++++ Given records ++++

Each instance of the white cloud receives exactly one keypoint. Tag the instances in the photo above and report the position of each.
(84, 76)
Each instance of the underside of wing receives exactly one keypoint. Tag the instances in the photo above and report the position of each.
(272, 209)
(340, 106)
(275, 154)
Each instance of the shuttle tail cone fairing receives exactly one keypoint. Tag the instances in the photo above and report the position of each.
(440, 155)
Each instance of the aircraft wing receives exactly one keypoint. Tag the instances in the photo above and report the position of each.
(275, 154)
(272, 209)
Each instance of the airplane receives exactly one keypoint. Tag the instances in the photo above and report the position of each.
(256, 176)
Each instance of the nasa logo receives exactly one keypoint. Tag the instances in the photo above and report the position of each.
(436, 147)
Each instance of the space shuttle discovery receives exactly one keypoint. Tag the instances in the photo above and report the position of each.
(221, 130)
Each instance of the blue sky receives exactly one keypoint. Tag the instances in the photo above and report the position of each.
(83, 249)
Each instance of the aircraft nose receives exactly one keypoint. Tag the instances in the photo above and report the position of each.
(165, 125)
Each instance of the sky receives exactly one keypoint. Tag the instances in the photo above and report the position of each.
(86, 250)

++++

§ **Instructions to follow**: The whole listing above is to be copied exactly.

§ **Task solution**:
Each instance of the white cloud receives exactly one keypoint. Tag the instances in the photo above and report the position of each.
(84, 76)
Each instance of the underside of wing receives exactly one keypoint. Tag the instances in the photo above and report the position of each.
(272, 209)
(340, 106)
(275, 154)
Each instance of the shuttle tail cone fairing receives exactly one keypoint. Tag the instances in the photo above and report the position of each.
(440, 155)
Each instance of the aircraft wing receives exactly one keypoint. Tag the instances in the photo above and report the position of each.
(275, 154)
(272, 209)
Each instance of the airplane receives exactly one keypoint. Tag the instances in the photo above and report the position of each.
(256, 176)
Each instance of the nasa logo receives exactly one keypoint. Tag the instances in the photo above and report the position of each.
(436, 147)
Each instance of the space shuttle discovery receives exactly one keypoint. Tag the instances in the photo above and report the position of each.
(221, 130)
Each instance of the blue sky receives exactly one keypoint. Tag the instances in the photo above and report the position of each.
(83, 249)
Each instance of the aircraft nose receives exactly one keypoint. Tag the instances in the photo above and report the position of each.
(165, 125)
Each instance of the sky receives exactly one keypoint. Tag the instances in the photo above and report the position of each.
(86, 250)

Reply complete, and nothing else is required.